Hundreds of Australian women enduring debilitating chronic pain after vaginal mesh implant surgery are seeking damages in a Federal Court class action against pharmaceutical giant Johnson & Johnson.
Victorian Shauna Cahill is one of thousands of Australian women who say they suffer constant and severe pain after operations involving a vaginal mesh implant to treat pelvic organ prolapse (POP) – damage to the pelvic floor, usually caused by childbirth.
The 35-year-old mother of two is now confined to a wheelchair on what she describes as a “good day”. That’s when she feels up to getting out of bed and leaving the house.
“I wet myself daily and have recurring infections because my body’s trying to reject it [the mesh],” Ms Cahill said.
Shine Lawyers, the firm behind the lawsuit which commenced on Tuesday, said as many as 8000 Australian women are thought to have been impacted by life-altering symptoms after such surgery, with at least 700 having used Johnson & Johnson products.
However, it is estimated elsewhere that up to 30,000 Australians may be suffering complications as a result of a vaginal mesh implant.
The legal action has come after more than 100,000 women sought similar compensation in the United States, with similar moves taken in the UK and Canada.
Meanwhile, in Scotland there has been a call for the mesh to be banned.
A prolapse occurs when the walls of the vagina weaken and collapse inwards or outwards causing pain or discomfort for up to 50 per cent of women who have had children.

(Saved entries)
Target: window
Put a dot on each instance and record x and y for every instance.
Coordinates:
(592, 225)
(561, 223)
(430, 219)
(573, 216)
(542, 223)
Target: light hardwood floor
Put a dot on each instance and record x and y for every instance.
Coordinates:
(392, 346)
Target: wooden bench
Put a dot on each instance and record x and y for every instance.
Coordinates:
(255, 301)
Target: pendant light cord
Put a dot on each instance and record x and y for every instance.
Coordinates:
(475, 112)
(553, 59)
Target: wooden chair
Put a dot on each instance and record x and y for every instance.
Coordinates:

### EXERCISE 1:
In the article on the vaginal mesh class action, which law firm is behind the lawsuit?
### EXERCISE 2:
Continue the article on the vaginal mesh class action from its final sentence, in the same news style.
None of the material above is needed here.

### TASK RESPONSE 1:
Shine Lawyers

### TASK RESPONSE 2:
College of Obstetricians and Gynaecologists president Stephen Robson told The New Daily that according to US figures, about one in six women with POP choose to have surgery to treat severe symptoms.
During proceedings on Tuesday, Barrister Tony Bannon quoted an internal email from French doctor Bernard Jacquetin, running a clinical trial for the manufacturer, who allegedly wrote: “I wouldn’t like my wife to undergo this procedure.”
Shine lawyer Rebecca Jancauskas said side effects included the mesh (or tape) eroding through and into surrounding tissue and organs, as well as incontinence, infection and chronic pain.
She said some of these implants were still available on the market.
‘I can’t play with my kids’
Ms Cahill said she was diagnosed with POP in late 2015 and was not made aware the repair surgery involved mesh.
“On a bad day I lay on the couch and my children [aged eight and 10] bring me some water, heat packs or my pain medication – things that a mum should be doing for her own kids,” she told The New Daily.
“On a good day, they take me to and from the toilet and help lift me in and out of the car. I don’t know what I would do without them.
“I can’t play with my children, (or) ride bikes with them.
I used to go to the gym up to six times a week and now I can’t even walk around the block.
Ms Cahill, who has since launched a Facebook page, hopes that with more awareness, women can make a more informed decision about whether to use mesh.
Johnson & Johnson has sold more than 100,000 mesh products in Australia but says that does not equate to the number of women allegedly affected.
A company spokeswoman told The New Daily the “majority” of women who have had surgical treatment with mesh for POP or SUI have a “good long-term result“.
Hearings are expected to run for about six months.